Exercise aim
A word-for-word restatement of every entry is what is needed here.

++++++

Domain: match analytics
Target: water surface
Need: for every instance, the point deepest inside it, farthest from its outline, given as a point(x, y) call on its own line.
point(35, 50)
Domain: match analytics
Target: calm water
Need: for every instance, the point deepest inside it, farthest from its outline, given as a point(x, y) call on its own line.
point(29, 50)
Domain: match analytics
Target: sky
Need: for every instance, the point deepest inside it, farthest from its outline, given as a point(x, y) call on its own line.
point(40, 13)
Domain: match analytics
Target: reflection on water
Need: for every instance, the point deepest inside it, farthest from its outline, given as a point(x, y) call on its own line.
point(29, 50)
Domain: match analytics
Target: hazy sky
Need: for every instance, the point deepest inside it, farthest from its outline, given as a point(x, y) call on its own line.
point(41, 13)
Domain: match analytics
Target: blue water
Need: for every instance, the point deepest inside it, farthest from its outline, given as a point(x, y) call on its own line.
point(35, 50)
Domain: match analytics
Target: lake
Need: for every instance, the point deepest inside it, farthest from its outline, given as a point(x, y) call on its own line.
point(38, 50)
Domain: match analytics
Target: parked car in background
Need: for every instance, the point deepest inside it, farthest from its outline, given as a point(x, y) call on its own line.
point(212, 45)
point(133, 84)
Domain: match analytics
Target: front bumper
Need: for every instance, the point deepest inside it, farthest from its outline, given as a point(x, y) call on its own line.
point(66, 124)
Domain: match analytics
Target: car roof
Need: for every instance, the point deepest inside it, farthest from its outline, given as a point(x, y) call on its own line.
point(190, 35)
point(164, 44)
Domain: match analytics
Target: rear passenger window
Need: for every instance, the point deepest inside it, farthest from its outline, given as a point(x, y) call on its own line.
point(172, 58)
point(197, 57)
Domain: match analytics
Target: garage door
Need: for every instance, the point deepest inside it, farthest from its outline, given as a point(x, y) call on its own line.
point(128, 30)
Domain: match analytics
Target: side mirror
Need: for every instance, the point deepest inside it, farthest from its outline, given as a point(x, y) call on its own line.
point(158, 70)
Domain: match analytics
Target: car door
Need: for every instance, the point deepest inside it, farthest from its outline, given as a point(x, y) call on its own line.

++++++

Response
Domain: match analytics
Target: water surface
Need: for every instance, the point deepest inside it, farthest from its outline, given as a point(x, y) call on its own line.
point(35, 50)
Domain: match analytics
Target: calm water
Need: for every instance, the point deepest inside it, farthest from its outline, given as a point(x, y) call on its own line.
point(29, 50)
Domain: match analytics
Target: sky
Need: for every instance, the point deepest inside it, farthest from its outline, given as a point(x, y) call on its own line.
point(40, 13)
Domain: match analytics
Target: reflection on water
Need: for every instance, the point deepest inside it, farthest from its outline, given as a point(x, y) call on its own line.
point(29, 50)
Domain: match analytics
Target: hazy sky
Need: for every instance, the point deepest inside it, farthest from its outline, given as a point(x, y) call on its own line.
point(41, 13)
Domain: match analytics
Target: blue water
Need: for every instance, the point deepest inside it, farthest from its outline, given as a point(x, y) call on its own line.
point(35, 50)
Domain: match analytics
Target: lake
Need: for every instance, the point deepest inside it, farthest from its outline, given as a point(x, y) call on its own line.
point(38, 50)
Domain: match analytics
Target: parked car in background
Need: for every instance, the point deepest inside it, farthest from its outline, given as a point(x, y) call on its own line.
point(212, 45)
point(133, 84)
Domain: match analytics
Target: front bumper
Need: for every instance, the point deepest inside it, farthest from its outline, given as a point(x, y) call on its own line.
point(66, 124)
Domain: match analytics
Target: car roof
Need: for every instance, the point deepest inside it, farthest from its outline, given as a point(x, y) call on its own line.
point(190, 35)
point(164, 44)
Domain: match analytics
Target: rear passenger window
Need: for every instance, the point deepest inside it, farthest from its outline, given as a point(x, y) call on its own line.
point(172, 58)
point(197, 57)
Domain: match analytics
Target: garage door
Need: for every instance, the point deepest inside it, farthest from its outline, given as a point(x, y) call on its own line.
point(128, 30)
Domain: match analytics
Target: side mirror
Need: for every instance, the point deepest inside it, farthest from its outline, given as a point(x, y) call on its own line.
point(158, 70)
Domain: match analytics
Target: car door
Need: for every instance, the point deepest inside it, farthest from its outline, given as a point(x, y) call on its own line.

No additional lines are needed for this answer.